__Alıştırma 1__
Annelik hikayesinde "Orada burada uyuyakalan" sözleriyle açılıp "vakit ayırdığını hissetmek.." sözleriyle kapanan bölümü, "yürüyüşe" yerine "gezintiye" koyarak değiştirin.
__Alıştırma 2__
Annelik hikayesine göre ilk yalnız yürüyüşe çıkıldığında Hüma kaç günlüktü?
__Alıştırma 3__
Annelik hikayesini son cümlesinin ardından aynı anlatımla devam ettirin.

__Gösterilen Metin__
9 Ağustos 2018 Perşembe

Annelik Hikayem 1 - Dünyaya Alışma Sancısı



Anne olmak demek bir çok hikayeye şahit olmak, bilmediğini bilmek, öğrenmediğini öğrenmek hissetmediğini hissetmek demekmiş, anladım. Anne olmak demek, duygularının coşkusuna şaşırmak, gücüne güç katmak, kendini yeniden tanımak, eşini yeniden tanımak demekmiş, bildim.. Bazen sokakta ağlarsa ne yaparım diye korkmak, bazen gece yarısı sokaklara dökülmek, bazen tuvaletini yapmasına sevinmek deliliğiymiş.. Anneni anlamakmış çoğu zaman, annesizliği anlamakmış, her yavruya anne şefkatiyle yaklaşmak demekmiş. Bir insanın can oluşu, doğuşu, büyüyüşü ne çok mucizeviymiş, anladım. Kalbinin atışını duymakla başlayan o serüvende hayret duygusunu sürekli yaşamakmış. İlk hayretimdir; daha yüzünü görmeden duyduğum o sesin sanki bir ağlama sesi değil de; zorlukların sonunda çalan, tınısına aşina olduğum mutlu bir müzik gibi gelmesi. Bilmiyordum ki; ilk 3 ay gece gündüz, durmadan o sese aşina olacakmışım meğer. İşte burada başlıyor anlatacaklarım; ilk 3 ay ne zordur hakikaten taze bir anne için 💚

  Yenidoğan zamanları, anneliğin ilk anları; hayatımın belki de en şaşkın zamanları.. Evde Hüma ile ilk defa yalnız kaldığımız o günü hatırlıyorum da, üzerimden pijamaları bile çıkaramadığım, su içmeye bile hızla gidip geldiğim.. Bir endişe sarmıştı içimi, ‘bundan sonra hayatım hep böyle mi olacak?’ Uykuya dalmakta zorlanan bir bebek, yerine koyduğum an uyanan da..Kolik dedikleri hani. Sadece koynumda uyuyor mışıl mışıl, bir yandan kulağımda ‘aman kucağa alıştırma’ cümleleri.. Ne kadar okumuş olursan ol, o kadar yaşamadığın bir tecrübe ki ‘acaba doğru mu söylüyorlardı?’ endişesi.. İyi ki kalbimi dinlemişim, iyi ki kulağıma çalınanlara ‘hıhı’ deyip geçmişim. İyi ki bazı günler sabahtan akşama bütün uykularında koynumda uyutmuşum. Bir  daha ne zaman uyur ki öyle? Meğer bebeğin ilk 3 ay tek ihtiyacı güvenmiş, güvense anne kucağı demekmiş 💚 


   Orada burada uyuyakalan anne halleri, plan program yapmak şurada dursun yemek yapmaya bile bazen enerji ve vakit bulunamayan zamanlar. Bu  hengamenin içinde kendime nefes alacak zamanlar oluşturmak için çabalıyordum yine de; mesela ilk yalnız yürüyüşe çıktığımız günü de hafızamın en güzel köşesinde saklarım. Hüma 20 günlüktü, slinge uyurken yerleştirdim miniği, çıktık yürüyüşe, ama nasıl endişeliyim; ya uyanırsa ya ağlarsa sokağın ortasında diye, hızlıca bir tur atıp eve dönmüştüm. Öyle iyi gelmişti ki, evden çıkabilmek, yavrunla birlikte birşey yapabilmek, kendine vakit ayırdığını hissetmek..

__Malzeme__
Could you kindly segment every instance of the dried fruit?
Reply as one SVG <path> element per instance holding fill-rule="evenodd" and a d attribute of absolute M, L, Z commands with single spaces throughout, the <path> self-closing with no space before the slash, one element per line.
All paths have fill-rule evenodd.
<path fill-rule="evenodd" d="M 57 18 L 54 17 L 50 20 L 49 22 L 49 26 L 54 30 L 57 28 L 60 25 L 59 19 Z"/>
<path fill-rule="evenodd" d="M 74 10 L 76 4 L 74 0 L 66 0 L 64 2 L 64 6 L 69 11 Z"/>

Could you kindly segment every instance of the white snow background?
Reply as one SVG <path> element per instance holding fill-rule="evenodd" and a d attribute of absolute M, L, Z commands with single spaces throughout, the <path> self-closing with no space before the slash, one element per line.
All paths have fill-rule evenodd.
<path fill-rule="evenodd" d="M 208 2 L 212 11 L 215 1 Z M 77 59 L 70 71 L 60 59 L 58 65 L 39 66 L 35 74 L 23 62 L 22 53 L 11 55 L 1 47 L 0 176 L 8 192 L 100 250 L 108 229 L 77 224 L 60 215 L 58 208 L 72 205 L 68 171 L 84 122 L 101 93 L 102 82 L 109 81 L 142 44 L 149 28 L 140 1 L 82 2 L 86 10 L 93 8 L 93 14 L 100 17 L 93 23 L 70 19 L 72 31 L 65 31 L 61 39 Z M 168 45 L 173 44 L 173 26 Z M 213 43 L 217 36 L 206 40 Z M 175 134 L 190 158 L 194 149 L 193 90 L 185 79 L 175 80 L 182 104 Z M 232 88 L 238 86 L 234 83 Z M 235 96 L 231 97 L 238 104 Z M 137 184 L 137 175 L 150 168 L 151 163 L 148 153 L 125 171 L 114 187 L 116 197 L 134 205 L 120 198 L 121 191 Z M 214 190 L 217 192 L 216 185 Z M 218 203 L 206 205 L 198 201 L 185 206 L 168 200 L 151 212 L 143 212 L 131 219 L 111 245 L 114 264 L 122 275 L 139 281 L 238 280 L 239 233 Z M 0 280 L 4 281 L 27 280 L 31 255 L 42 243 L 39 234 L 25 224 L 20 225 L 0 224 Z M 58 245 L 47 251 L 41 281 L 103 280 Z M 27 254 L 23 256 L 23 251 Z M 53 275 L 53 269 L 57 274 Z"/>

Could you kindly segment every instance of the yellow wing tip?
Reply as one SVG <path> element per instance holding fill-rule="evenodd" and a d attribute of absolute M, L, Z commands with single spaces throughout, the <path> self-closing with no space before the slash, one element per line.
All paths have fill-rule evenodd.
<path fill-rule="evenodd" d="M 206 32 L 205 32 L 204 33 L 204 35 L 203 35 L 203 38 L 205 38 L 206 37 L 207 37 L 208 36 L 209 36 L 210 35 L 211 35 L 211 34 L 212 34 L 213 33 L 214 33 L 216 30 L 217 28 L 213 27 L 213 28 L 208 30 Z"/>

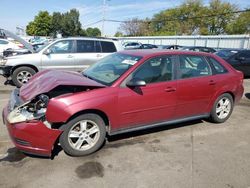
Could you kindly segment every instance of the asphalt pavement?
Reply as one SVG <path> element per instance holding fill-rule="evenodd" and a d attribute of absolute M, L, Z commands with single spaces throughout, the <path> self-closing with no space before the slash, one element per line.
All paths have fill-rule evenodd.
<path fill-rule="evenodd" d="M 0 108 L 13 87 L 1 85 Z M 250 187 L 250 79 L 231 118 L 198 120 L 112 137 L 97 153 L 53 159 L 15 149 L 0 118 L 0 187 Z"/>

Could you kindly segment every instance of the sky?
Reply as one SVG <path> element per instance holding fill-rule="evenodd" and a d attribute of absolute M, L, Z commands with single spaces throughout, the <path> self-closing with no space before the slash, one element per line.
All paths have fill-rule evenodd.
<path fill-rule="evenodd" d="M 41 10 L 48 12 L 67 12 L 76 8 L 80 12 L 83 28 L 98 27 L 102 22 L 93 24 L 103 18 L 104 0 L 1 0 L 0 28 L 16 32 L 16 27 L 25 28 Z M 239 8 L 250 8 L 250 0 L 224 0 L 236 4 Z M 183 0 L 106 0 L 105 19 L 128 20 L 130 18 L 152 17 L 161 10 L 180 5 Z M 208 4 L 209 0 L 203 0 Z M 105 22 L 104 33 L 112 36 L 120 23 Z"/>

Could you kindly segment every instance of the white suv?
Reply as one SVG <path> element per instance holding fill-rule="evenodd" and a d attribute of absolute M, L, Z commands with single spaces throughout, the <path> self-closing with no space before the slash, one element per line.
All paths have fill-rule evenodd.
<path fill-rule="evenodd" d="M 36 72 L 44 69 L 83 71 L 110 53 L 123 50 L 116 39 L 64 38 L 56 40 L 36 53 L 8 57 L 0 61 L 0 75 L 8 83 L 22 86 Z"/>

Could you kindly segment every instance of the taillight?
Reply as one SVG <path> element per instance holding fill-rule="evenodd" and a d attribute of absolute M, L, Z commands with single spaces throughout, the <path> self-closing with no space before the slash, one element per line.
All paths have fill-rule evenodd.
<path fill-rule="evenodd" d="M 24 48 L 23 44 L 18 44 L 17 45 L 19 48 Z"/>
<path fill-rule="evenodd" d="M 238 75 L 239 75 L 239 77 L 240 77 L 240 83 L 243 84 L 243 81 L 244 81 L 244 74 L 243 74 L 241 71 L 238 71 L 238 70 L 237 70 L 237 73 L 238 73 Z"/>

__Yazılı Yanıt 1__
Orada burada uyuyakalan anne halleri, plan program yapmak şurada dursun yemek yapmaya bile bazen enerji ve vakit bulunamayan zamanlar. Bu  hengamenin içinde kendime nefes alacak zamanlar oluşturmak için çabalıyordum yine de; mesela ilk yalnız gezintiye çıktığımız günü de hafızamın en güzel köşesinde saklarım. Hüma 20 günlüktü, slinge uyurken yerleştirdim miniği, çıktık gezintiye, ama nasıl endişeliyim; ya uyanırsa ya ağlarsa sokağın ortasında diye, hızlıca bir tur atıp eve dönmüştüm. Öyle iyi gelmişti ki, evden çıkabilmek, yavrunla birlikte birşey yapabilmek, kendine vakit ayırdığını hissetmek..

__Yazılı Yanıt 2__
Hüma 20 günlüktü.

__Yazılı Yanıt 3__
  

  Ağlıyor Hüma, bazen saatlerce durmadan.. Alıyorum koynuma evin içinde turla bakalım turla, dilimde bazen dualar, bazen ilahiler, bazen ninniler, bazense hatırlayıp açtığım beyaz gürültü sesleri. Bazı kişiler iyi hissettiriyor, geçecek bu zamanlar diyor, onun için en rahat yer senin kucağın diyor, sana yemek yapayım mı diyor, sen git biraz uyu aklın O’nda kalmasın diyor güven vererek.. Bazıları ise ay ne kadar çok ağlıyor diyor, sanki hiç çocuk büyütmemiş acayip olan benim çocuğummuş gibi (evet böyle düşündüğüm oluyor), beyaz gürültü açıyorum, o sesler de neymiş diyor, bizim zamanımızda bunlar mı vardı, çocuklar 40 gün gözünü açmazdı diyor, slinge bağlıyor öyle oturuyorum, ah ah bu çocuk kucakçı -ne demekse- olacak sonra sen zorlanacaksın senin için söylüyorum bak diyor. Kalabalığa girince ağlıyor, alıyorum Hüma’yı kaçıyorum yalnız köşelere, ne kıymetli çocuğun varmış, çocuk tabi ağlayacak diyor. Beni istiyor, durmaz sizde diyorum, o ne anlayacak tanıyor mu diyor. Bu kadar ağlamasının sebebi acaba sütün mü yetmiyor diyor. Emziğe alıştıramadın bak susturamıyorsun diyor. Diyor da diyor..



Ben bir süre -ama epey kısa bir süre-  kafaya takıyorum bunlara, 'acaba'lar zihnimi kemiriyor, bir yanda kalbimin sesini dinliyorum ben iç huzuru, bir yanda tecrübeler doğru mudur acaba endişesi... Sonra bir gün geliyor: ‘Ben sadece içimden gelen anne olacağım!’ diyorum. Anlıyorum ki; bebeğimin yaşadığı: ‘‘dünyaya alışma sancısı’’, bu sancıyı dindirmede kalbimi dinleyeceğim.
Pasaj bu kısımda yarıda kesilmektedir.